WHAT YOU HAVE TO DO: Copy out nothing but the line containing "of the curved" and the lines that follow it to the end of the entries, exactly as they stand.

Start of MATERIAL TO PROCESS

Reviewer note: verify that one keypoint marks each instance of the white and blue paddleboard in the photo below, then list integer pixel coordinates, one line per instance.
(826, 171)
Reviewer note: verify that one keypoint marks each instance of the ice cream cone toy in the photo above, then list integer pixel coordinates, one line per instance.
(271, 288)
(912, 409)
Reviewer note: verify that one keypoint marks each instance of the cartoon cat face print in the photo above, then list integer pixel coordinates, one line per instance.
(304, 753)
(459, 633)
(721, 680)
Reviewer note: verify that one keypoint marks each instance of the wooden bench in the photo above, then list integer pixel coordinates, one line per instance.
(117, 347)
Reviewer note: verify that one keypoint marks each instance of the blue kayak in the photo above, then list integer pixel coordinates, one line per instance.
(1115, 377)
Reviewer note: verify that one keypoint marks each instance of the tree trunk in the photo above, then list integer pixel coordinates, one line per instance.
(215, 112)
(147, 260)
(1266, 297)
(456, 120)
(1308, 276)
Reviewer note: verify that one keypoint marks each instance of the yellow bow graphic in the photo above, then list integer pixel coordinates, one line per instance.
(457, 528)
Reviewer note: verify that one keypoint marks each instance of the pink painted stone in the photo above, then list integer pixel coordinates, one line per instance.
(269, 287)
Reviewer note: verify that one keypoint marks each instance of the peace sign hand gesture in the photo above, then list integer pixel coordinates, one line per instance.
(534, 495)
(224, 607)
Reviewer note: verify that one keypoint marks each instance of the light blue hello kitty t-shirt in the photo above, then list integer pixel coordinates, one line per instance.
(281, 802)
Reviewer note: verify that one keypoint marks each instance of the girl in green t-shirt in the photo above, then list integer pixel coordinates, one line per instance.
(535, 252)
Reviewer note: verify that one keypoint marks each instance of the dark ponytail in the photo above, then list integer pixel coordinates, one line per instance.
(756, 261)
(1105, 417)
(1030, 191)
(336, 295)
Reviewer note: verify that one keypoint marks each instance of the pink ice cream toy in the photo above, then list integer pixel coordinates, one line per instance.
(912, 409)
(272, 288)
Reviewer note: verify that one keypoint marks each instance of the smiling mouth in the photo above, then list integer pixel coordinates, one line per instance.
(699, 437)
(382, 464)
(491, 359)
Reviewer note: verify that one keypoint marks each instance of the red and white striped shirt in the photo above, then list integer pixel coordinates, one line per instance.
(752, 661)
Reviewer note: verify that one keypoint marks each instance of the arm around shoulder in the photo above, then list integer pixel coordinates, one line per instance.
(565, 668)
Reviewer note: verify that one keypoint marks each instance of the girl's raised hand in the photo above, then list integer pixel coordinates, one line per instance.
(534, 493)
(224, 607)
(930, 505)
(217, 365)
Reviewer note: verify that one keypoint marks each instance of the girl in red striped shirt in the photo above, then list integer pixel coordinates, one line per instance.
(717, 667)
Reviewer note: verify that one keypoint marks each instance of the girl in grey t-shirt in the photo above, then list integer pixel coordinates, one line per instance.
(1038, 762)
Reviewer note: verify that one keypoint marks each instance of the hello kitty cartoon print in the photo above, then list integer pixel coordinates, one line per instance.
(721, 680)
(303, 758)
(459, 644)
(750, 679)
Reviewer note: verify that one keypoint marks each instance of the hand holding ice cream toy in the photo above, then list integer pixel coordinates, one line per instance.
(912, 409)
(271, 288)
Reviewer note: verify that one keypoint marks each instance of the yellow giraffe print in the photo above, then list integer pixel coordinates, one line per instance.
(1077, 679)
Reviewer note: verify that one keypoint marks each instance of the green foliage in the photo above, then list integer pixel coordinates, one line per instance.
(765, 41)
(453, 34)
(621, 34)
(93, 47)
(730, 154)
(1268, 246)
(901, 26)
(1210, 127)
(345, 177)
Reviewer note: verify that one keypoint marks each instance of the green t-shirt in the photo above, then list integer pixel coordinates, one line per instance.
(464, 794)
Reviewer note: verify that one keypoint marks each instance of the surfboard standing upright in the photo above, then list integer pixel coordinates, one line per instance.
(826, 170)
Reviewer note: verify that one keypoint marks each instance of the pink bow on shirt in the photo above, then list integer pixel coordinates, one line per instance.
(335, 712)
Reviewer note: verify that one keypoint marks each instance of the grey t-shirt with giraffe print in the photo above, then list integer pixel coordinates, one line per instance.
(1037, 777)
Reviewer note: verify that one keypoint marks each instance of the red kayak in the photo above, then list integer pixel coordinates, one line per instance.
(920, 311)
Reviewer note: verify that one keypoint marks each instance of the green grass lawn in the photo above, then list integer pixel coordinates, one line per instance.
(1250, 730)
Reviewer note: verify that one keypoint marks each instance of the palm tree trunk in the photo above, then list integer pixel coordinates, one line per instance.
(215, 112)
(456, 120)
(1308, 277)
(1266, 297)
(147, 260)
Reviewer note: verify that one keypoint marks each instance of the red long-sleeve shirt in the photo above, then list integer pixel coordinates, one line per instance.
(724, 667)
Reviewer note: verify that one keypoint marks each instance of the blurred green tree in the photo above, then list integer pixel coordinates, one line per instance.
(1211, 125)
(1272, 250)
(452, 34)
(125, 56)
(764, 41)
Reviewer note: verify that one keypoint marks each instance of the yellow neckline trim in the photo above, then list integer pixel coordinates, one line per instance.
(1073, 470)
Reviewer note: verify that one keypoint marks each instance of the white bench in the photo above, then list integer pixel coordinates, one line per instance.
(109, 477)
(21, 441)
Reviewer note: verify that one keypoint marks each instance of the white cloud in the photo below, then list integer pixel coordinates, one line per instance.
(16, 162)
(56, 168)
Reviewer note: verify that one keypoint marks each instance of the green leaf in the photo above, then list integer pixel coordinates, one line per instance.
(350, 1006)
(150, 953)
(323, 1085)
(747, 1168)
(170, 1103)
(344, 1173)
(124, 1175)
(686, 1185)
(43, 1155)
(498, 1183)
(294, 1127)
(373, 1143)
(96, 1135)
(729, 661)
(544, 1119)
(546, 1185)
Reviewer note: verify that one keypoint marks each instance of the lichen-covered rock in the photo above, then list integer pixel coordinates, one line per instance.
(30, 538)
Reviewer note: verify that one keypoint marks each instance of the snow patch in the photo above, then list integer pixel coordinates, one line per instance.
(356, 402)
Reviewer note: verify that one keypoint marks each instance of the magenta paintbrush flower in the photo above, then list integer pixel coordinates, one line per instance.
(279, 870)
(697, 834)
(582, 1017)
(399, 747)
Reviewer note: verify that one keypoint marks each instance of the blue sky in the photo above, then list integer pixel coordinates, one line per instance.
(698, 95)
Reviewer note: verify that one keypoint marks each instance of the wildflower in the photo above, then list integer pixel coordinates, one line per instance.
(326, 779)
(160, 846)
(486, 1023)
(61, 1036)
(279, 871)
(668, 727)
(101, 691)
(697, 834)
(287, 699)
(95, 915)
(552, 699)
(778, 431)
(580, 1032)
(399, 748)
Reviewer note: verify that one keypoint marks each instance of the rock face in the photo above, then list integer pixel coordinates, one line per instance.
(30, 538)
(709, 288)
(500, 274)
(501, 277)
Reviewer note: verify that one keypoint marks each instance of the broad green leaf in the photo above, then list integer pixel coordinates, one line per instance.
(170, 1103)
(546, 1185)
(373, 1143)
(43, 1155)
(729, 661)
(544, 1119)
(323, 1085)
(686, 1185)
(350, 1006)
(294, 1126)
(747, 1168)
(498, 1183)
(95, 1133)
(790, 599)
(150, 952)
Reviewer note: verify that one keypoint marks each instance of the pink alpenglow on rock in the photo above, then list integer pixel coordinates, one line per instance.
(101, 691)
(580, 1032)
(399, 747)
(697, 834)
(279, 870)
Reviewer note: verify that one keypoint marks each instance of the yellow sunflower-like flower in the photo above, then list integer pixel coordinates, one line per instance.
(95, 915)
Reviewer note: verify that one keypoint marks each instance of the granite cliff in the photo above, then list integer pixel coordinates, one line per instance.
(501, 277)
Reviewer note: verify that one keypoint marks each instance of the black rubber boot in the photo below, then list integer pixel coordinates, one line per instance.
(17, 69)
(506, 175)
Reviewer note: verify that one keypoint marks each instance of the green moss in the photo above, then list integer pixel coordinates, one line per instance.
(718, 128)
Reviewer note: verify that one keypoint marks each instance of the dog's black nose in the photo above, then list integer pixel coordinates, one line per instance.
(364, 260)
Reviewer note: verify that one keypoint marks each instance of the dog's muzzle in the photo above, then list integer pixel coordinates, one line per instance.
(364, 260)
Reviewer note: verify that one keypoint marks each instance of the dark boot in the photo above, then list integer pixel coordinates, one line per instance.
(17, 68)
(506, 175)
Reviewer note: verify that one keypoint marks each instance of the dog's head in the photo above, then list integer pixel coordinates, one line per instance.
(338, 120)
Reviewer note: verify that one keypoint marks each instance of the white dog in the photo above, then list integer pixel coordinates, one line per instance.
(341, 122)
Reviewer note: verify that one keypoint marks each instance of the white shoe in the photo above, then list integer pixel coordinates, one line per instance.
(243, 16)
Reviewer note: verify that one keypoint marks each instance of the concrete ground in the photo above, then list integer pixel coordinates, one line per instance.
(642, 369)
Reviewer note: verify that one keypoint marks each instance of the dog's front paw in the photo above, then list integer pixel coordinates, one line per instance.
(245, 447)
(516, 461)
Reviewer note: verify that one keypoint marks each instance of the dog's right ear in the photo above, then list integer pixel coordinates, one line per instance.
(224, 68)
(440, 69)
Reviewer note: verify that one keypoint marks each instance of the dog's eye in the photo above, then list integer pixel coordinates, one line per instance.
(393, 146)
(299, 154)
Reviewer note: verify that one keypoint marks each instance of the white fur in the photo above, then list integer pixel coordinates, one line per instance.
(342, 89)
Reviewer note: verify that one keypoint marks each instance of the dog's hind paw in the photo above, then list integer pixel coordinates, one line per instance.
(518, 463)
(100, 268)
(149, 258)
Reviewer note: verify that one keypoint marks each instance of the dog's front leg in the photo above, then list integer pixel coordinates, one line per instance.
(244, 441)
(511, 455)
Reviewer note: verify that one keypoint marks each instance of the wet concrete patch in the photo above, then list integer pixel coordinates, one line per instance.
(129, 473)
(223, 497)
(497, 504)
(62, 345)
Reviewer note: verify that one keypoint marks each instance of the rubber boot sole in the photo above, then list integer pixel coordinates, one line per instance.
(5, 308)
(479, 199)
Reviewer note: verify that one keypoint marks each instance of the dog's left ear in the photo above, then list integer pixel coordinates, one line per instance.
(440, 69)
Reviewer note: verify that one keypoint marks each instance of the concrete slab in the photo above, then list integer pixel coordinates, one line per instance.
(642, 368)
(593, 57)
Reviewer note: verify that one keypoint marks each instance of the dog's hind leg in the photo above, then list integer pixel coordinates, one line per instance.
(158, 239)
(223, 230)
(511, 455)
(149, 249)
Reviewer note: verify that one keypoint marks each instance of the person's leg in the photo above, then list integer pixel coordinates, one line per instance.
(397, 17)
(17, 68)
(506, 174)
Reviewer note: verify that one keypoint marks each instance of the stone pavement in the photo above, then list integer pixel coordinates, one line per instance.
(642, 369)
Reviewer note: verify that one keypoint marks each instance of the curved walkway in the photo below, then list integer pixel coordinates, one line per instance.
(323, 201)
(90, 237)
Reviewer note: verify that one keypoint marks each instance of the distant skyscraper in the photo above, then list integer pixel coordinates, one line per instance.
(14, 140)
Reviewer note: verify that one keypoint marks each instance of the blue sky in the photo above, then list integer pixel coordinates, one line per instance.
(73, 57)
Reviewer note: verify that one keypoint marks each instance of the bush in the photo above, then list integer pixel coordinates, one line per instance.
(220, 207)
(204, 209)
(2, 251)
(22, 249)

End of MATERIAL TO PROCESS

ANSWER SECTION:
Reviewer note: verify that one keypoint marks each instance of the curved walkway in the photo below, then list integer pixel coordinates, one line per instance.
(323, 201)
(90, 237)
Reviewer note: verify that one keypoint marks each instance of the distant skyscraper in the photo above, then list integer pixel coordinates, one line per instance.
(14, 140)
Reviewer note: verify that one keypoint marks each instance of the blue sky in the photo above, then list integer pixel coordinates, one line per instance.
(73, 57)
Reviewer note: verify that one keypoint marks each instance of the bush in the photo above, then list integer pixel coordinates, one line per instance.
(220, 207)
(204, 209)
(2, 251)
(22, 249)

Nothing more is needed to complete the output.